→ Quoted text:
Understanding mass violence

REVATI LAUL

back to issue

THERE’S an unforgettable and controversial scene from the 1993 Spanish film, ‘Kika’ that plays out in my head over and over when I look around at the media I consume and also produce. Kika, in this otherwise forgettable Almodovar film, is being raped by a convict who has escaped from prison. Her lover watches from an apartment window across the street, through a telescope. And a one-woman media voyeur turns up on the scene dressed in black leather, with a camera attached to her forehead. She wants a piece of the action for her crime show called ‘Today’s Worst’.

The Almodovar film laughs at what we consume as it holds up a dark mirror, but it isn’t as easy to shrug off the consumptive gloating as it may seem. How do you report mass violence without describing its horror? Is there something terrifying and mesmerizing that makes us turn to stories of violence? As a reporter, I am guilty of consuming stories of violence and producing them. And over time, I realized, the stories were often clones of each other as they became less and less instructive of what was really going on. As I was scrambling helplessly for a way out, the answer presented itself to me by accident.

I was tracking stories of violence from the 2002 anti-Muslim massacres, when I came across a man who surprised me. He had been a voyeur in 2002 – on the side of the mob. He had cheered on along with his friends, as Muslims were being attacked all around. After the violence abated, this man got a job to help rehabilitate victims. He was getting paid to help resuscitate the very people whose destruction he had stood back and tacitly supported.

It disturbed him greatly, this job. It exposed him for the first time to people that he had until this time only mythologized as the ‘other’. The Satanic people, the fanatics, the jihadis. Now that he worked with them, he saw how much like him they were and it was an impossible place to be. The violence of 2002 began to be broken up in this man’s mind into its infinitesimal parts – the everyday acts we all commit that eventually lead to the weakening of minorities, weakening of systems of justice and delivery of equal rights. He looked at the people with lost limbs and missing children, homeless in relief camps and saw himself, through the glass, darkly. His work made him cross that comfortable threshold between ‘us’ and ‘them’ and break it completely.

→ Provided material:
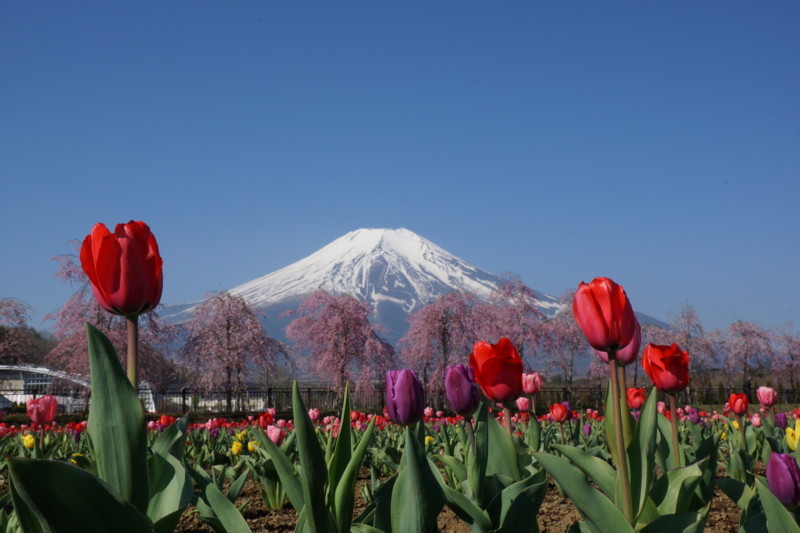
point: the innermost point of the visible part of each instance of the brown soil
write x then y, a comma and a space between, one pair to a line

→ To-do list:
[1] In the essay on mass violence, what is the crime show in the film 'Kika' called?
[2] Extend the essay on mass violence, picking up right after its final sentence.
The lines have nothing to do with the essay on mass violence.

→ Outputs for the tasks:
[1] 'Today's Worst'

[2]
 

When I first met him, I was stumped. Could hate that was handed down as Hindu inheritance over so many generations actually change? I had not thought it possible at all, and in refusing to see hate as shape-shifting, I was guilty of fixing it. The trauma and journey of self-discovery this man put himself through as he moved over from the side of Hindu fanatics to become a left-liberal atheist, was unexpected. It gave me a new way of seeing. Violence was not static. But in order to see the movement within, I had to put on Gujarati eyes. I had to sit inside the firmament and look well past the hideousness of the crimes committed. At the entire spectrum of people from sympathizers of the mob, to its silent supporters, and join the dots from all of them to myself.

I realized how difficult this task was going to be when I was exposed to people who played a central role in committing preposterous acts of violence. I met people that had led lynch mobs, and others who had raped and killed women and children. How would I be able to get past the horrendousness of these acts to look at them from the inside out? The disturbing thing was that once I looked long and hard from the inside out, I could see where they were coming from.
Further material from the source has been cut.